Un des défis des sciences sociales consiste à expliquer pourquoi les humains ne vivent pas seulement en fonction des besoins du présent, mais aussi en prévision d’un état des choses plus ou moins lointain, plus ou moins rattaché à leur propre réalité. Le sentiment d’altruisme, certaines normes sociales ainsi que divers mécanismes de coopération font alors l’objet d’un examen particulier. La capacité de situer nos actions sur une longue échelle temporelle fait aussi partie de ces facteurs qui méritent notre attention.

On constate aisément que la question du réchauffement climatique fait appel à cette capacité d’envisager à long terme les conséquences de nos actions. On peut en effet se demander, dans un souci de responsabilité sociale, Que puis-je faire aujourd’hui pour améliorer les conditions de vie de demain ? Ce qu’on apprécie avec plus de difficultés est notre capacité de distinguer entre les conditions d’un futur proche (e.g., l’environnement de petits-enfants devenus adultes) et d’un futur lointain (e.g., l’environnement des prochains centenaires et millénaires).

______________________________

* _ACTIONS DEMANDÉES_
**1)** D'après le texte fourni, qu'est-ce qui fait l'objet d'un examen particulier en sciences sociales ?
**2)** Pourquoi le texte fourni rattache-t-il la question du réchauffement climatique à la capacité de situer nos actions sur une longue échelle temporelle ?
**3)** Poursuivez le texte fourni sur la prévision à long terme à partir de sa dernière phrase.

* _ENREGISTREMENTS EXTRAITS_
______________________________

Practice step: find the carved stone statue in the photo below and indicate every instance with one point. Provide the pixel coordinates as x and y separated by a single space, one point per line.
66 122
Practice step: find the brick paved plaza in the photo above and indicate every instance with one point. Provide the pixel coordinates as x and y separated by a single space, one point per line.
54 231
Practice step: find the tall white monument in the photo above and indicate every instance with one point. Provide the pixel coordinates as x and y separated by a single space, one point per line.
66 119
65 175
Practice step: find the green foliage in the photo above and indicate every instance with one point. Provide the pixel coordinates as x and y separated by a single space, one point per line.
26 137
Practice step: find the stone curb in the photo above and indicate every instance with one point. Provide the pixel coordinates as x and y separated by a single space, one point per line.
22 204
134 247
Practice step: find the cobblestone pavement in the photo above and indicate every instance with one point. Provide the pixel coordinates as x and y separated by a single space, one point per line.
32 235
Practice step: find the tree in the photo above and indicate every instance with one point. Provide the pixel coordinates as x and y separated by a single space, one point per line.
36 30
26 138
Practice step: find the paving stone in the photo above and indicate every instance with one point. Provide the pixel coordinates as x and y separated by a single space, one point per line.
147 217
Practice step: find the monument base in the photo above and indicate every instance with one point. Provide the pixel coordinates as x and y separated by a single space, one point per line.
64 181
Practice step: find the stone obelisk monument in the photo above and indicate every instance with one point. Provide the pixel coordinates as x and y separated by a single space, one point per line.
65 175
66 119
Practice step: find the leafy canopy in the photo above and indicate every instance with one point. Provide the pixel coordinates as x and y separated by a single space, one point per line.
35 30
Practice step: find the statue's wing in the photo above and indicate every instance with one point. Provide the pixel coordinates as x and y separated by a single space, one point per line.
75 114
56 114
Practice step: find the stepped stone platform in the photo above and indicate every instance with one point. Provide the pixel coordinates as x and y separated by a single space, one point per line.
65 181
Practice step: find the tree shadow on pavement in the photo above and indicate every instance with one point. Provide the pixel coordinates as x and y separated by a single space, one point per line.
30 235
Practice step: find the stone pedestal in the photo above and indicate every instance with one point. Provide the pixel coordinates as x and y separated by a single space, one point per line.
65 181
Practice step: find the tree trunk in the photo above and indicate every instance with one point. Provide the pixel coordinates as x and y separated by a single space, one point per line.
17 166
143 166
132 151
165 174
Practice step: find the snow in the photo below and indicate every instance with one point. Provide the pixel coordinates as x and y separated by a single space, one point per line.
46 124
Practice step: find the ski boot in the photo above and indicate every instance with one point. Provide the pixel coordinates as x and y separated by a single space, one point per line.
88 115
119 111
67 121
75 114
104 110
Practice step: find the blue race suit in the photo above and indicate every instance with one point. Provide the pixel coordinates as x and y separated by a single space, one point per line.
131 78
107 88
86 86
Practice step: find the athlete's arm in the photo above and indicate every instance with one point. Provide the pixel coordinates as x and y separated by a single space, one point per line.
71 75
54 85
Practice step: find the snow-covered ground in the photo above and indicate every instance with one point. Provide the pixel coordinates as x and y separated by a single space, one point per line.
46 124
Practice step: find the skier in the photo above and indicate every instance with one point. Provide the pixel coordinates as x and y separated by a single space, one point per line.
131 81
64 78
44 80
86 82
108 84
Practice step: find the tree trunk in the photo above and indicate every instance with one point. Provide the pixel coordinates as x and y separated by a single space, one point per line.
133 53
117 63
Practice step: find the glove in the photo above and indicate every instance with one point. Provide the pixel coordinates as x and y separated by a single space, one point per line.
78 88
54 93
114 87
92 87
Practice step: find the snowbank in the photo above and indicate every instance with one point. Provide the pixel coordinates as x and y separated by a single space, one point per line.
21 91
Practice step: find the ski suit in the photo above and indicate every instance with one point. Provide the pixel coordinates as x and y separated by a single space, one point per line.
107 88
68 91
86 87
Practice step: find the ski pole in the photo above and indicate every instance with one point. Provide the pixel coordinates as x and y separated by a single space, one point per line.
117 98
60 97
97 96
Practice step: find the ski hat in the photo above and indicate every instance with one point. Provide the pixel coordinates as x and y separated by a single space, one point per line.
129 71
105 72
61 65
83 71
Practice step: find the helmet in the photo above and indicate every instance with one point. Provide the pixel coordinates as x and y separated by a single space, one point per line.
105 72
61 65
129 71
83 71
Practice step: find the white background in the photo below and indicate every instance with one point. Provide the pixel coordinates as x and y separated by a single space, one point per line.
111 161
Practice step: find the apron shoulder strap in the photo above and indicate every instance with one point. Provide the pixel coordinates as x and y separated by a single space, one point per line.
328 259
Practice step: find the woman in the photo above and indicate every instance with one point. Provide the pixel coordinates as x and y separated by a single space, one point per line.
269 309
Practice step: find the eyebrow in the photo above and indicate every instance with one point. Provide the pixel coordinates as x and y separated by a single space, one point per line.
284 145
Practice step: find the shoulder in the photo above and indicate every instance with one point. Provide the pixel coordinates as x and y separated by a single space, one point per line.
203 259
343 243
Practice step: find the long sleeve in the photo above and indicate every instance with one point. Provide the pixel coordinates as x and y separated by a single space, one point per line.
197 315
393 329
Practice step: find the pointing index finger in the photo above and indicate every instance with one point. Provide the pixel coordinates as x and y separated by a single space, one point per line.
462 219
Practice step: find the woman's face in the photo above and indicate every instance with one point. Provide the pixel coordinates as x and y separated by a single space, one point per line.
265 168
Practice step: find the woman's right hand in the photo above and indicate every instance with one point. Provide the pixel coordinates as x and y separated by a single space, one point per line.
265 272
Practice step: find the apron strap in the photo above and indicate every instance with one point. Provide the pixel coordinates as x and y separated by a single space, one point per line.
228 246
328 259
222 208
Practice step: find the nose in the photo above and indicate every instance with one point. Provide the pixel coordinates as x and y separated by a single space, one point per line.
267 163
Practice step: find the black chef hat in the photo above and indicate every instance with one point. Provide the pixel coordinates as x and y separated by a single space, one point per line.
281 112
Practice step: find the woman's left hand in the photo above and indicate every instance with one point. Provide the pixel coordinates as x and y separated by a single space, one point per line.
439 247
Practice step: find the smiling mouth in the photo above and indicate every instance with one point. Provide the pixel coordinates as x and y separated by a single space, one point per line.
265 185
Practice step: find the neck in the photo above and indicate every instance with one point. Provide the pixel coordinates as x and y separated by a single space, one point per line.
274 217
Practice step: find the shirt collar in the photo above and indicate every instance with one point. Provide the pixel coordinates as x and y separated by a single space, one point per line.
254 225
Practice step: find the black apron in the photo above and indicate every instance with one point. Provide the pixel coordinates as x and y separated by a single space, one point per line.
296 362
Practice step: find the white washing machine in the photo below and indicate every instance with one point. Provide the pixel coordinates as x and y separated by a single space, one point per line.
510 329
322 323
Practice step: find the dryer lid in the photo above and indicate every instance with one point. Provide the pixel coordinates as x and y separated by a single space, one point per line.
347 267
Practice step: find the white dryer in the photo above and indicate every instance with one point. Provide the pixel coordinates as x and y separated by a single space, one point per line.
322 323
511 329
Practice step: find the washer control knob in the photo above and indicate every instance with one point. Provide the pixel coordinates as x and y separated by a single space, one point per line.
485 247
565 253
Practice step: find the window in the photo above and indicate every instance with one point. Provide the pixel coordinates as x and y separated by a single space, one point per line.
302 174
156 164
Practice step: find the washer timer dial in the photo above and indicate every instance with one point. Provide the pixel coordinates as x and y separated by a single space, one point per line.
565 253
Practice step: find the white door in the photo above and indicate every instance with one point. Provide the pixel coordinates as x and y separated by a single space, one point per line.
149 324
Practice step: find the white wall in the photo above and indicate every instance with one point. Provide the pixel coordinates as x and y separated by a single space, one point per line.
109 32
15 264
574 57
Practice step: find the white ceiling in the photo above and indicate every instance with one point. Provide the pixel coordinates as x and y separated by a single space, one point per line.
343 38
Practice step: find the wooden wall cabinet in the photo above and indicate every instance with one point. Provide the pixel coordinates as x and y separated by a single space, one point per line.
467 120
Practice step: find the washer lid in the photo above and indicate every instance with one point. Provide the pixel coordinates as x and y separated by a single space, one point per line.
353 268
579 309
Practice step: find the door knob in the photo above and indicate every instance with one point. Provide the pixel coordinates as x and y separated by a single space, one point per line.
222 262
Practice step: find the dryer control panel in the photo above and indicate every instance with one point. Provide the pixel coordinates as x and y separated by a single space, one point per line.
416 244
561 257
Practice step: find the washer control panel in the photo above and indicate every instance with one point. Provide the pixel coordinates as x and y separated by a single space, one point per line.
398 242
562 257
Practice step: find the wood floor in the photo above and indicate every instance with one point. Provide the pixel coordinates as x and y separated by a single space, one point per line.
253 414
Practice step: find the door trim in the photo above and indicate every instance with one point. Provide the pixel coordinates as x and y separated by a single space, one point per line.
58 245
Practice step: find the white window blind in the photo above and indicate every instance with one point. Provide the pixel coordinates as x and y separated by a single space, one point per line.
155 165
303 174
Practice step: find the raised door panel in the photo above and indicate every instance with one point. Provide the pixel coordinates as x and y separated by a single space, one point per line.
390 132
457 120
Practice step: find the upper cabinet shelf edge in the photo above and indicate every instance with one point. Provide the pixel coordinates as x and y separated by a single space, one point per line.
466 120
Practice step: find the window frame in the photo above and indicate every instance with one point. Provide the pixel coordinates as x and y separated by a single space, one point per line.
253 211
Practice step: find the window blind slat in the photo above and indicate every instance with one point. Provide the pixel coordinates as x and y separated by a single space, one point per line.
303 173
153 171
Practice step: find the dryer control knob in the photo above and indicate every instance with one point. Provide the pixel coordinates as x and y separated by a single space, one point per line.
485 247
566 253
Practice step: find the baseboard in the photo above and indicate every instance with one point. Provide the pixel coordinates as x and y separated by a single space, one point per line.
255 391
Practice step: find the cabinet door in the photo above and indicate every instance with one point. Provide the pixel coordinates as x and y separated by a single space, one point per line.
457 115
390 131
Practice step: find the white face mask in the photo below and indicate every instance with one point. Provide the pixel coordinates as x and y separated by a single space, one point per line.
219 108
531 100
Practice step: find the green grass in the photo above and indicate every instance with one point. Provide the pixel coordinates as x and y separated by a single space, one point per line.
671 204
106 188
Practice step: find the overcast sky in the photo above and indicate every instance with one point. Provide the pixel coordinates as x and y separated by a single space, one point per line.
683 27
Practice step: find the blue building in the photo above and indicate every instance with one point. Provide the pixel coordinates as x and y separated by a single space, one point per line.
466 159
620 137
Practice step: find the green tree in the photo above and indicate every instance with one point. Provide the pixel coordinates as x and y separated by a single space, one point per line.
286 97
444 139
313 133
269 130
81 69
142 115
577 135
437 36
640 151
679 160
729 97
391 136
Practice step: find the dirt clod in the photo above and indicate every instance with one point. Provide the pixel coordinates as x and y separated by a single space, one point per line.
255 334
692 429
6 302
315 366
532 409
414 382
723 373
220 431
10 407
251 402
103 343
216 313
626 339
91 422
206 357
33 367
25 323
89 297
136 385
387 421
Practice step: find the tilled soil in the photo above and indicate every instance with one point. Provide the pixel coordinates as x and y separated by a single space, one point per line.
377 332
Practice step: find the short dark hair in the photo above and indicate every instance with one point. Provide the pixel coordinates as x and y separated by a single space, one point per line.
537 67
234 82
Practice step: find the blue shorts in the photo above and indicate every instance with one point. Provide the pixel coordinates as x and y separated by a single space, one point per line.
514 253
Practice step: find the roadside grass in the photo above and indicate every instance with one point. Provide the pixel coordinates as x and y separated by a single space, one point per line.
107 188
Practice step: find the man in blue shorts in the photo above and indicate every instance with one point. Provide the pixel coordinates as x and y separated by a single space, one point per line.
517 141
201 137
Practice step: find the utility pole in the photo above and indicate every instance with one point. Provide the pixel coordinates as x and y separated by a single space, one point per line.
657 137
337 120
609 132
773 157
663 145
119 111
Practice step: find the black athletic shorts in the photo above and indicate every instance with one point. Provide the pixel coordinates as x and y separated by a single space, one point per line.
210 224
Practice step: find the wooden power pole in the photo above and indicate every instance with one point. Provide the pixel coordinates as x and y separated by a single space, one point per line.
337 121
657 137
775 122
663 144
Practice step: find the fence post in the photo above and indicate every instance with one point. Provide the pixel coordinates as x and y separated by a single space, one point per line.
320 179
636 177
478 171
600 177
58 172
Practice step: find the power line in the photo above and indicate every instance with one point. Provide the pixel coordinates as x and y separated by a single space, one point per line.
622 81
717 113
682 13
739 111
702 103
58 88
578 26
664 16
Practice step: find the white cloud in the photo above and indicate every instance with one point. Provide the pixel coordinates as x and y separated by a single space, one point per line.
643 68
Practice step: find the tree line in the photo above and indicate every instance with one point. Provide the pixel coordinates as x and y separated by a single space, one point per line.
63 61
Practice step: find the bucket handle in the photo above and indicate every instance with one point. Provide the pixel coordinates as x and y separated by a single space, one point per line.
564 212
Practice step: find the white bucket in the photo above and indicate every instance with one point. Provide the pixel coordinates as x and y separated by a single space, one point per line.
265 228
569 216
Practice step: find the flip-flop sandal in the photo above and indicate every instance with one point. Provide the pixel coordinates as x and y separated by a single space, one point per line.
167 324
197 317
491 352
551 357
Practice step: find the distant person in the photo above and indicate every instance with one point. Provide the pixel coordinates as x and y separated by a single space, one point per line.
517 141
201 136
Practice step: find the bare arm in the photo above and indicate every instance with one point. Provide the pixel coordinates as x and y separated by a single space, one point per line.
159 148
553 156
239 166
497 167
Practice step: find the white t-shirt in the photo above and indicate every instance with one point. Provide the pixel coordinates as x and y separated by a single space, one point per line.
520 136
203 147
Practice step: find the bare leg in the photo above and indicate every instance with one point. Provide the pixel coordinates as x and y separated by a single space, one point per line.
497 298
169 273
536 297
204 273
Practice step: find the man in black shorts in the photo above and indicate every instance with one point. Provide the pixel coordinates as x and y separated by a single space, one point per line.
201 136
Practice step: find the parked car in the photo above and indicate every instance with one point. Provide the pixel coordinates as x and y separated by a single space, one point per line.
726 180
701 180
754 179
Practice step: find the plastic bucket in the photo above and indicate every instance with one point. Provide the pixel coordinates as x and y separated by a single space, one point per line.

______________________________

* _RÉPONSES AUX EXERCICES_
**1)** Le sentiment d'altruisme, certaines normes sociales et divers mécanismes de coopération.

**2)** Cette question fait appel à la capacité d'envisager à long terme les conséquences de nos actions. Dans un souci de responsabilité sociale, on peut en effet se demander ce qu'on peut faire aujourd'hui pour améliorer les conditions de vie de demain.

**3)**
La multiplicité des commentaires et interventions publiques sur la question du réchauffement climatique, paradoxalement, souffre généralement d’une certaine myopie. Je propose ici de combler imparfaitement cette lacune en offrant une vision presbyte de la nature des rapports que les humains pourraient entretenir, à long terme, avec les forces de la nature. Il s’agirait d’opter, en définitive, pour des rapports essentiellement commandés par la nature ou pour des rapports partiellement contrôlés par les humains. Voyons de quoi il en retourne en examinant brièvement (1) certains obstacles (potentiellement) dirimants posés par la nature à la survie de l’espèce humaine et (2) la question de la prise de risques dans la poursuite de l’aventure humaine.

À très long terme, soit dans environ cinq milliards d’années nous disent les experts astronomes (*), le soleil aura épuisé son hydrogène et verra alors son diamètre gonfler plus de 100 fois, avalant du coup les planètes Mercure et Vénus et mettant définitivement fin à la vie sur Terre. Il sera alors devenu une étoile de type ‘géante rouge’, à l’instar de Bételgeuse que l’on aperçoit, orangée, dans la jolie constellation d’Orion.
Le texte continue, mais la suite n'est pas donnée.